Source document:
Murphy v. Webster

151 Mass. 121 | Mass. | 1890

Knowltoh, J.

The evidence in this case fails to furnish satisfactory grounds for an inference, or for anything better than mere conjecture, as to the cause of the accident. The building was only two stories high, and the elevator ran from the lower to the upper floor, a distance of about eleven or eleven and one half feet. The plaintiff was injured by the descent of the car upon him in the elevator well on the lower floor. In the ordinary operation of the elevator, when the ear descended, it struck a dog about a foot above the floor, which threw off the belt and stopped it; but if anything prevented it from striking the dog, the rope on the drum would completely unwind, and would wind up backwards and draw up the car again. There was uncontradicted evidence that almost- immediately after the accident the plaintiff was seen under the elevator car, and that the car was then about four feet from the floor,' going up. The accident happened at about a quarter before twelve o’clock, and it appeared that the elevator had been in constant use that morning, and that the plaintiff was using it just before the accident, and that it had run perfectly. It continued to run perfectly after the accident, and no repairs were made upon it subsequently. The plaintiff testified that he did not know whether anything was the matter with it or not. The bursting of a steam-pipe near it, about three weeks before, had caused it to stick, but it was immediately repaired by planing out the grooves on the car and substituting blocks in which were grooves, and it was then tried and found to work perfectly, and there was no evidence that it ever afterwards stuck. It was shown that, “ if the elevator car should fall from the second story, it would strike an-object four feet from the ground with a force of about eight thousand to nine thousand pounds, after allowing for all possible friction.”

There is much in the case to indicate that the elevator did not fall, and that the plaintiff was injured by negligently being caught under the car in the elevator well when the car was descending in the usual way. But if we assume that the jury might have found that the elevator fell, and that the failure of the defendants to provide a mechanical device to hold the car, as required by the St. of 1882, c. 208, was one of the causes of the *126accident, and that the plaintiff is not shown to have had such a knowledge and appreciation of the risk from such failure as to preclude him from recovering, or if we assume that the jury might have found from the circumstances that there was some other defect in the elevator which might have been remedied by the exercise of due care on the part of the defendants, and that the defendants had so far intrusted to Harmon the performance of their duty of supervision of the elevator, and of repairs which might properly be made by servants, as to make them liable for his negligence, we come to the question whether the plaintiff has shown that he was reasonably careful.

Input data:
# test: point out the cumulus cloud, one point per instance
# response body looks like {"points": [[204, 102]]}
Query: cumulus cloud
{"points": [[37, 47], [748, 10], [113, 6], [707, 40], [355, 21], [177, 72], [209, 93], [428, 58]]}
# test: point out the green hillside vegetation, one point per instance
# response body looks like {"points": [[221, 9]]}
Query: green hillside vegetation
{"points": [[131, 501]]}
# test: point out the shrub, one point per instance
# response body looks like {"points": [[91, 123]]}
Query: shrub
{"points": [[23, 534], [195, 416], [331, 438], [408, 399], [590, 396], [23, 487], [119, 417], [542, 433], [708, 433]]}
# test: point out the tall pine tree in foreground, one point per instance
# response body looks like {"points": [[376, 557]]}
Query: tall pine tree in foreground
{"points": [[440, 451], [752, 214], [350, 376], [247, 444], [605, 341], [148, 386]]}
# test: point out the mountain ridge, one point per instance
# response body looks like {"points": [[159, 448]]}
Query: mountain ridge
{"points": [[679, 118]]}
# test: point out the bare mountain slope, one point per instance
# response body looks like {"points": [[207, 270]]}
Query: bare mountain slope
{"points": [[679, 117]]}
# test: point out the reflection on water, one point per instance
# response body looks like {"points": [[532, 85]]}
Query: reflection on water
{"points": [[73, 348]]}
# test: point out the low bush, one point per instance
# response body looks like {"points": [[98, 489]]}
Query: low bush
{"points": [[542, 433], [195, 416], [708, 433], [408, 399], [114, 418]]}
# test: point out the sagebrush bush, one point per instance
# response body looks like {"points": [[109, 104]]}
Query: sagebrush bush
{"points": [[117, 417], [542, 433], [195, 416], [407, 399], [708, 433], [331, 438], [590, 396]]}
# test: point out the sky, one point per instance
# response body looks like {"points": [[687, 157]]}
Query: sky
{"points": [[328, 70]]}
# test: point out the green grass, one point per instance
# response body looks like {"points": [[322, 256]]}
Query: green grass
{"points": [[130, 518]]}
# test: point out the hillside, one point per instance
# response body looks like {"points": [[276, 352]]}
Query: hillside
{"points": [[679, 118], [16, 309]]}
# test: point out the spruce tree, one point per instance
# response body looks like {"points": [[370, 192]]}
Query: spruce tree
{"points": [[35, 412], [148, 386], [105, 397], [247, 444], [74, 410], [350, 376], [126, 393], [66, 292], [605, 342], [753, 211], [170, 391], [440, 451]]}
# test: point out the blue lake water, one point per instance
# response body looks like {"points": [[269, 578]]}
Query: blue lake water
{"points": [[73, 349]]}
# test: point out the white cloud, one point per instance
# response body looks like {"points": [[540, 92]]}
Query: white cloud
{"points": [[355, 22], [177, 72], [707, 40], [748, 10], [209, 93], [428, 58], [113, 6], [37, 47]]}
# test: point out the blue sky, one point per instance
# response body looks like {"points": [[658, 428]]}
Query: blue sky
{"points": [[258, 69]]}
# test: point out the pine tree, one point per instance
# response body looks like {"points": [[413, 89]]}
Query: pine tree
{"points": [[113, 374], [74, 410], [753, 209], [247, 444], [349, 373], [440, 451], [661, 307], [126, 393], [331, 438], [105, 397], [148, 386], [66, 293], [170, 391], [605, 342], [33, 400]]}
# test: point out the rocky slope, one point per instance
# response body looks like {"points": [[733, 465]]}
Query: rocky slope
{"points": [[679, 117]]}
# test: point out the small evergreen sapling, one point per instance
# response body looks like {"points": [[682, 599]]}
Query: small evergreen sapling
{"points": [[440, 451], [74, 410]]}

Exercise requirements:
**1)** According to the court opinion, how many stories high was the building?
**2)** Revise the records from the line holding "# test: point out the pine" through the end of the records, inclusive, changing "rocky slope" to "stony slope" and leaving everything else as it is. Give back only those lines.
The records have nothing to do with the court opinion.

Task-by-task answers:
**1)** Two stories.

**2)**
# test: point out the pine tree, one point per instance
# response body looks like {"points": [[413, 89]]}
Query: pine tree
{"points": [[113, 374], [74, 410], [753, 209], [247, 444], [349, 373], [440, 451], [661, 307], [126, 393], [331, 438], [105, 397], [148, 386], [66, 293], [170, 391], [605, 342], [33, 400]]}
# test: point out the stony slope, one point per instance
# response body looks like {"points": [[733, 465]]}
Query: stony slope
{"points": [[679, 117]]}
# test: point out the small evergreen sapling, one point per instance
# response body looks like {"points": [[682, 599]]}
Query: small evergreen sapling
{"points": [[440, 451], [74, 410]]}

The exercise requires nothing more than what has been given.